──────── Entries provided ────────

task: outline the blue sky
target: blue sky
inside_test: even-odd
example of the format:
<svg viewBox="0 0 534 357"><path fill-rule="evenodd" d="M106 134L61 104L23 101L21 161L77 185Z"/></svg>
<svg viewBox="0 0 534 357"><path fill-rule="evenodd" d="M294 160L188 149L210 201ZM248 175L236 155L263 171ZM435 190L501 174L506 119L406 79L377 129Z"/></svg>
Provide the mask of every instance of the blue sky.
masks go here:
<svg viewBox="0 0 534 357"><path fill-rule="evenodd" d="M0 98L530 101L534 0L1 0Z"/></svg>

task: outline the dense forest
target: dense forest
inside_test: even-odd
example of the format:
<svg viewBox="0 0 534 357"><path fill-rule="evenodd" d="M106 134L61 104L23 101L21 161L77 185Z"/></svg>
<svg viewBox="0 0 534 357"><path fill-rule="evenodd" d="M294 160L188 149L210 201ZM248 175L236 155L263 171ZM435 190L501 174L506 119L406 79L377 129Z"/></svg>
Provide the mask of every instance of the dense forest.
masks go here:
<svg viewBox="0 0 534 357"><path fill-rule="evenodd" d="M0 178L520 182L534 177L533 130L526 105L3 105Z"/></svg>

────────

**Request:** Type out the whole listing above again, exactly as it stands.

**Result below:**
task: outline the blue sky
target: blue sky
inside_test: even-odd
example of the format:
<svg viewBox="0 0 534 357"><path fill-rule="evenodd" d="M106 134L61 104L23 101L21 161L77 185Z"/></svg>
<svg viewBox="0 0 534 357"><path fill-rule="evenodd" d="M294 160L188 149L210 201ZM248 175L236 155L263 171ZM435 190L501 174L506 119L406 79L377 129Z"/></svg>
Provide the mask of every instance of the blue sky.
masks go here:
<svg viewBox="0 0 534 357"><path fill-rule="evenodd" d="M0 98L530 101L534 0L1 0Z"/></svg>

task: outline the dense forest
target: dense forest
inside_test: even-odd
example of the format:
<svg viewBox="0 0 534 357"><path fill-rule="evenodd" d="M106 134L61 104L23 101L21 161L77 185Z"/></svg>
<svg viewBox="0 0 534 357"><path fill-rule="evenodd" d="M294 160L188 149L210 201ZM248 175L236 155L263 171ZM435 190L501 174L506 119L406 79L377 129Z"/></svg>
Provide the mask of every instance of the dense forest.
masks go here:
<svg viewBox="0 0 534 357"><path fill-rule="evenodd" d="M0 178L520 182L534 177L533 130L526 105L3 105Z"/></svg>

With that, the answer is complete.